_Texto apresentado:_
ARTIGO DE OPINIÃO – (i)Literacia em Saúde: Síndrome de Apneia Obstrutiva do Sono 

20/11/2023 18:23

A Apneia Obstrutiva do Sono é uma doença do sono em que ocorrem apneias (momentos de paragem da respiração) repetitivas, quer totais, quer parciais1. Esta recorrência das apneias prejudica a qualidade do sono e a correta oxigenação do sangue.

Esta doença é caracterizada pelo colapso das vias aéreas durante o sono e, a longo prazo e sem tratamento, pode  provocar cansaço persistente, alterações do humor esonolência excessiva durante o dia, que pode,  por sua vez, provocar disrupções no quotidiano, incluíndo acidentes de trabalho e de viação, esquecimentos, ou  outros incómodos, devido à falta de descanso.

O que é a SAOS e porque é importante?

A Síndrome de Apneia Obstrutiva do Sono (SAOS) é uma das doenças respiratórias crónicas mais prevalentes3, e é um problema de saúde global2. A probabilidade de sofrer de SAOS vai aumentando com a idade, e a doença pode também estar associada ao excesso de peso, retrognatismo (uma mandíbula recuada em relação ao maxilar), ou outras alterações da anatomia maxilofacial que condicionem a diminuição do espaço da via aérea3.

Fatores de Risco e Sintomas – quais são e como os posso detetar?

Muitas vezes, as pessoas que mais rapidamente detetam os sintomas da SAOS são os/as cônjugues das pessoas afetadas. Um dos sintomas predominantes da doença é o ressonar excessivo, incessante ou incomodativo, que chega a despertar os parceiros do seu sono, ainda que possa não despertar completamente a pessoa afetada. Como a via aérea está obstruída, a passagem forçada do ar, contra a resistência, provoca a vibração do palato, da úvula e das paredes laterais da faringe3, resultando num ressonar difícil de ignorar. Além do ressonar, podem também ser testemunhadas as apneias (paragem completa momentânea da respiração)2.

Existem também sintomas que a própria pessoa pode detetar, como acordar durante a noite com uma sensação de asfixia, ter dificuldade em manter-se a dormir durante a noite, dor de cabeça matinal, ou fadiga e sonolência durante o dia2.

Um maior risco de sofrer de SAOS associa-se a certos achados físicos, tais como: desvios do septo nasal ou pólipos nasais, macroglossia (isto é, língua anormalmente grande), um aumento de tamanho das amígdalas, um palato estreito, ou quaisquer características que diminuam o espaço da cavidade oral posterior, como a retrognatia1; bem como a obesidade, especialmente se associada a um pescoço mais largo2 .

_O que se pede:_ De acordo com o artigo sobre a apneia obstrutiva do sono, o que é o retrognatismo?

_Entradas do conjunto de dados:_

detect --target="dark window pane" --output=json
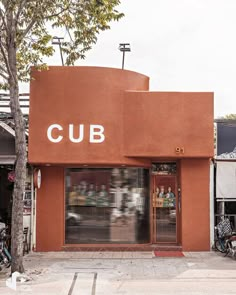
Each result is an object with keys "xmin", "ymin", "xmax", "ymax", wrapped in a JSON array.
[{"xmin": 65, "ymin": 168, "xmax": 150, "ymax": 244}]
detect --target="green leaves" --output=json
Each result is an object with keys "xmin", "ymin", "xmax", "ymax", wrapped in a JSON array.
[{"xmin": 0, "ymin": 0, "xmax": 124, "ymax": 87}]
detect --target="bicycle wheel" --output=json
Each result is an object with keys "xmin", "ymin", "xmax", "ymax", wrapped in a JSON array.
[{"xmin": 214, "ymin": 240, "xmax": 226, "ymax": 253}]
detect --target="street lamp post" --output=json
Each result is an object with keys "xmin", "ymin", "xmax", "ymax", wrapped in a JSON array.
[
  {"xmin": 119, "ymin": 43, "xmax": 131, "ymax": 70},
  {"xmin": 52, "ymin": 37, "xmax": 64, "ymax": 66}
]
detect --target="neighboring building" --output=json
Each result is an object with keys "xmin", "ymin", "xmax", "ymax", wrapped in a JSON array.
[
  {"xmin": 29, "ymin": 67, "xmax": 214, "ymax": 251},
  {"xmin": 215, "ymin": 119, "xmax": 236, "ymax": 229}
]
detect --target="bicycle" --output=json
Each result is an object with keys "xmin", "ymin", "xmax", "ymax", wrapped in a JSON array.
[
  {"xmin": 212, "ymin": 218, "xmax": 236, "ymax": 258},
  {"xmin": 0, "ymin": 227, "xmax": 11, "ymax": 270}
]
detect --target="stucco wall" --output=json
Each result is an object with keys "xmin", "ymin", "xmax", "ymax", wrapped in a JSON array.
[{"xmin": 181, "ymin": 159, "xmax": 210, "ymax": 251}]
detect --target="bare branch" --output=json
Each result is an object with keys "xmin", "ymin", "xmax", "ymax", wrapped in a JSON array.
[
  {"xmin": 0, "ymin": 8, "xmax": 8, "ymax": 32},
  {"xmin": 46, "ymin": 0, "xmax": 72, "ymax": 19},
  {"xmin": 0, "ymin": 70, "xmax": 9, "ymax": 81},
  {"xmin": 0, "ymin": 36, "xmax": 16, "ymax": 81},
  {"xmin": 21, "ymin": 16, "xmax": 36, "ymax": 39},
  {"xmin": 0, "ymin": 66, "xmax": 8, "ymax": 74},
  {"xmin": 16, "ymin": 0, "xmax": 27, "ymax": 25}
]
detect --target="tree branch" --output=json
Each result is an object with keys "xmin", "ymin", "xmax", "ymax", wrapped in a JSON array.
[
  {"xmin": 46, "ymin": 0, "xmax": 72, "ymax": 19},
  {"xmin": 0, "ymin": 71, "xmax": 9, "ymax": 81},
  {"xmin": 16, "ymin": 0, "xmax": 27, "ymax": 25},
  {"xmin": 0, "ymin": 36, "xmax": 16, "ymax": 82},
  {"xmin": 0, "ymin": 8, "xmax": 8, "ymax": 32},
  {"xmin": 0, "ymin": 66, "xmax": 8, "ymax": 74},
  {"xmin": 21, "ymin": 16, "xmax": 36, "ymax": 39}
]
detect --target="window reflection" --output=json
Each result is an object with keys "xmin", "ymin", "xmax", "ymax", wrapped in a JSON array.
[{"xmin": 65, "ymin": 168, "xmax": 150, "ymax": 244}]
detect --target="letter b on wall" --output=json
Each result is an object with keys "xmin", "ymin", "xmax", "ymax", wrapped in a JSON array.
[{"xmin": 89, "ymin": 125, "xmax": 105, "ymax": 143}]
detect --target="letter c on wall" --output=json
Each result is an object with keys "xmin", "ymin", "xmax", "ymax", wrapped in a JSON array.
[{"xmin": 47, "ymin": 124, "xmax": 63, "ymax": 143}]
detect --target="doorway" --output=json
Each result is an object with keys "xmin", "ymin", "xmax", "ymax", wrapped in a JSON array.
[{"xmin": 152, "ymin": 163, "xmax": 179, "ymax": 244}]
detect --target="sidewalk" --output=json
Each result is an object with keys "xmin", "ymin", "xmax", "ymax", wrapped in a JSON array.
[{"xmin": 0, "ymin": 252, "xmax": 236, "ymax": 295}]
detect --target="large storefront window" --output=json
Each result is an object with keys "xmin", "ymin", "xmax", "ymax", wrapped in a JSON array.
[{"xmin": 65, "ymin": 168, "xmax": 150, "ymax": 244}]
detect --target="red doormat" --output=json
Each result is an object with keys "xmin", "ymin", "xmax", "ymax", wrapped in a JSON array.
[{"xmin": 154, "ymin": 251, "xmax": 184, "ymax": 257}]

_Resposta ao exercício:_ Uma mandíbula recuada em relação ao maxilar.